Problem: Can all of these lines be returned exactly?

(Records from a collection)
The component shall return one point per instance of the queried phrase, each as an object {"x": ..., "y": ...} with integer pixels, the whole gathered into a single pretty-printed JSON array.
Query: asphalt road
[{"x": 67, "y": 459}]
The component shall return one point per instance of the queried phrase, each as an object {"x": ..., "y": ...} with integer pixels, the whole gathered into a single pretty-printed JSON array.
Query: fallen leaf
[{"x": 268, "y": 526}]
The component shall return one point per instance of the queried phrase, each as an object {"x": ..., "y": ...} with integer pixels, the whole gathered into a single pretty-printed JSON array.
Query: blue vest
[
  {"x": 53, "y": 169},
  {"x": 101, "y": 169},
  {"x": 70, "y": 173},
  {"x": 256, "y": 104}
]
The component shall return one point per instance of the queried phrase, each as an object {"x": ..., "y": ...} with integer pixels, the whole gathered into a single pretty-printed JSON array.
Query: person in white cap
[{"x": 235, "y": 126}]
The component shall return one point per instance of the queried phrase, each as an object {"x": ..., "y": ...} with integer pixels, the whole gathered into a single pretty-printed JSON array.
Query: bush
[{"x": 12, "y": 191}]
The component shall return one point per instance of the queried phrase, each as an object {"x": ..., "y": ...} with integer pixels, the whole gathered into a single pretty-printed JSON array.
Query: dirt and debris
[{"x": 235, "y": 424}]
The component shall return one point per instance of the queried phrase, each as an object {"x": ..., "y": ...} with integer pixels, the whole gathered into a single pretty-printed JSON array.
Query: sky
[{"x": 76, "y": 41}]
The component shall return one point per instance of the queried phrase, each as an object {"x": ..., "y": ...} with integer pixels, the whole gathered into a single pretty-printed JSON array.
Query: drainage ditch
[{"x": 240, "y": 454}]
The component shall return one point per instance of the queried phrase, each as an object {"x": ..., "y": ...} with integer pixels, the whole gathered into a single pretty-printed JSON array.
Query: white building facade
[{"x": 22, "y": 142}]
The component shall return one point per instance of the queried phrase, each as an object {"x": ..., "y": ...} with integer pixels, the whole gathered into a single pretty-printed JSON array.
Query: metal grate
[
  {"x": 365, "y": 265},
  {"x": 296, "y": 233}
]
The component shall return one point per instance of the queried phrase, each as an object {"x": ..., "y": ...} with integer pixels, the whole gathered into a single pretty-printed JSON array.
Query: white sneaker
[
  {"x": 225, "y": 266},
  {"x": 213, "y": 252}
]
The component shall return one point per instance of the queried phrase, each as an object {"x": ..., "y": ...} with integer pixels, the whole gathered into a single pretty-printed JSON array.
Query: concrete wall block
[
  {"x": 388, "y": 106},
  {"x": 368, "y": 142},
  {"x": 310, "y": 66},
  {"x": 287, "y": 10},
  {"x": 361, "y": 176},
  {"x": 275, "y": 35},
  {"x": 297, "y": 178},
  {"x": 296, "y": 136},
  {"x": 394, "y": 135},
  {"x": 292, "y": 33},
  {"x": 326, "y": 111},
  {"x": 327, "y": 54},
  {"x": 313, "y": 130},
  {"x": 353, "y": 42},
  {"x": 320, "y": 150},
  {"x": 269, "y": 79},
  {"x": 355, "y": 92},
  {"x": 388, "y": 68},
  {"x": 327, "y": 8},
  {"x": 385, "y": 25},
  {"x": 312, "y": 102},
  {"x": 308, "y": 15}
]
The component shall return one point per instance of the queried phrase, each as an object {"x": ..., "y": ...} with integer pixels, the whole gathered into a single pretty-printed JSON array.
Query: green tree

Answer below:
The component shall return one point per instance of the queried phrase, each as an object {"x": ..., "y": ...} with integer pixels, the whole gathered into a single pretty-printed JSON array.
Query: asphalt road
[{"x": 67, "y": 459}]
The component shall return one point per instance of the queried phrase, each as an object {"x": ..., "y": ...} with integer pixels, the whole gathered into a single pretty-printed JSON array.
Query: fallen leaf
[{"x": 268, "y": 526}]
The component shall return one point per instance of the queried phrase, each as an object {"x": ..., "y": ...} with integer pixels, the whole gathered into a single pretty-printed JSON array.
Query: blue vest
[
  {"x": 53, "y": 169},
  {"x": 101, "y": 169},
  {"x": 70, "y": 173},
  {"x": 256, "y": 104}
]
The component shall return one point per instance of the queried phrase, each as an object {"x": ..., "y": ...} with integer pixels, the whole gathered into a single pretty-printed JSON array.
Query: person in white cap
[{"x": 235, "y": 126}]
The component shall return one point per instance of the queried phrase, each as an object {"x": ..., "y": ...} with integer pixels, the whole gathered into a single pretty-printed JSON array.
Query: bush
[{"x": 12, "y": 191}]
The component shall return one point per instance of the queried phrase, each as an object {"x": ..., "y": ...} with integer pixels, the whole gathered into a single pretty-printed JSON array.
Query: dirt and debris
[{"x": 235, "y": 424}]
The component shall return one point per instance of the queried phrase, each as an object {"x": ..., "y": ...} with integer pixels, the whole gathered into a single pretty-printed JSON array.
Query: sky
[{"x": 76, "y": 41}]
The component shall return one point per instance of the queried phrase, each as an object {"x": ..., "y": ...} with integer pixels, the whole gathered into a single pretty-printed JSON array.
Query: drainage ditch
[{"x": 240, "y": 454}]
The component shall return one point per instance of the queried phrase, each as an object {"x": ..., "y": ...} with integer pixels, the whole gathered into a single pretty-printed JSON array.
Query: white building facade
[{"x": 22, "y": 142}]
The component shall return one point per instance of the queried phrase, each as an object {"x": ..., "y": ...} with integer pixels, the whole gathered into a single pretty-printed JSON array.
Query: metal grate
[
  {"x": 365, "y": 265},
  {"x": 296, "y": 233}
]
The component shall return one point per instance of the queried phrase, each as an object {"x": ..., "y": ...} with integer pixels, the whole gathered into a single pretty-printed JSON array.
Query: white sneaker
[
  {"x": 225, "y": 266},
  {"x": 213, "y": 252}
]
The component shall return one point per instance of the queried phrase, each as an object {"x": ..., "y": ...} with integer pixels, the whole gathered into a single pretty-printed JSON array.
Query: concrete wall block
[
  {"x": 388, "y": 106},
  {"x": 368, "y": 142},
  {"x": 310, "y": 66},
  {"x": 287, "y": 10},
  {"x": 361, "y": 176},
  {"x": 275, "y": 35},
  {"x": 297, "y": 178},
  {"x": 296, "y": 136},
  {"x": 394, "y": 135},
  {"x": 292, "y": 33},
  {"x": 326, "y": 111},
  {"x": 327, "y": 54},
  {"x": 313, "y": 130},
  {"x": 353, "y": 42},
  {"x": 320, "y": 150},
  {"x": 269, "y": 79},
  {"x": 355, "y": 92},
  {"x": 388, "y": 68},
  {"x": 327, "y": 8},
  {"x": 385, "y": 25},
  {"x": 312, "y": 102},
  {"x": 308, "y": 15}
]
The component shall return one point per instance of the queried phrase, each as an object {"x": ..., "y": ...} with integer pixels, the whole gathered into a single pretty-printed JSON array.
Query: green tree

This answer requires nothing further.